Connecticut is poised to ban minors from buying or possessing e-cigarettes and other electronic smoking devices.

The state Senate and House unanimously passed a bill that would make it illegal for people under 18 to buy or possess e-cigarettes and for anyone to provide e-cigarettes to minors. Gov. Dannel P. Malloy’s administration proposed the measure and he is expected to sign it.

Under the proposal, minors who buy e-cigarettes or possess them in public can be fined up to $50 for a first offense and between $50 and $100 for offenses after that. Those who sell or give e-cigarettes to minors can face a fine of up to $200 for a first offense. The maximum fine increases for subsequent offenses.

E-cigarettes can be used to deliver nicotine or other substances to users. While proponents say e-cigarettes can help people quit smoking, anti-tobacco advocates worry they could be a gateway to smoking and contain harmful substances.

- Material provided -
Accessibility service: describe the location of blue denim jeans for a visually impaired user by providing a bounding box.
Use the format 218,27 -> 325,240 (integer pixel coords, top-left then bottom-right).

- Objectives -
- A) Using the Connecticut e-cigarette article, explain in one to three sentences why anti-tobacco advocates are concerned about e-cigarettes.
- B) Continue the article on Connecticut's bill banning minors from buying or possessing e-cigarettes, beginning after its final sentence.

- Results -
- A) Anti-tobacco advocates worry that e-cigarettes could become a gateway to smoking. They are also concerned that e-cigarettes may contain harmful substances.

- B)
“By prohibiting the sale of e-cigs and other vapor products to minors, we are preventing our youth from engaging in behaviors that may lead to addiction to nicotine, or use of other more conventional tobacco products,” Malloy said in a statement after the House gave the measure final passage late Tuesday night.

Malloy added that the state can’t wait for the federal government to take action on e-cigarettes.

The U.S. Food and Drug Administration recently proposed a rule change that would allow it to regulate e-cigarettes, as well as ban their sale to minors, but that has not yet been finalized.

The bill also increases the amount of money the state’s Tobacco and Health Trust Fund can spend on anti-tobacco efforts, although it’s not clear if the money will be available because legislators took money from the fund to help balance the state budget.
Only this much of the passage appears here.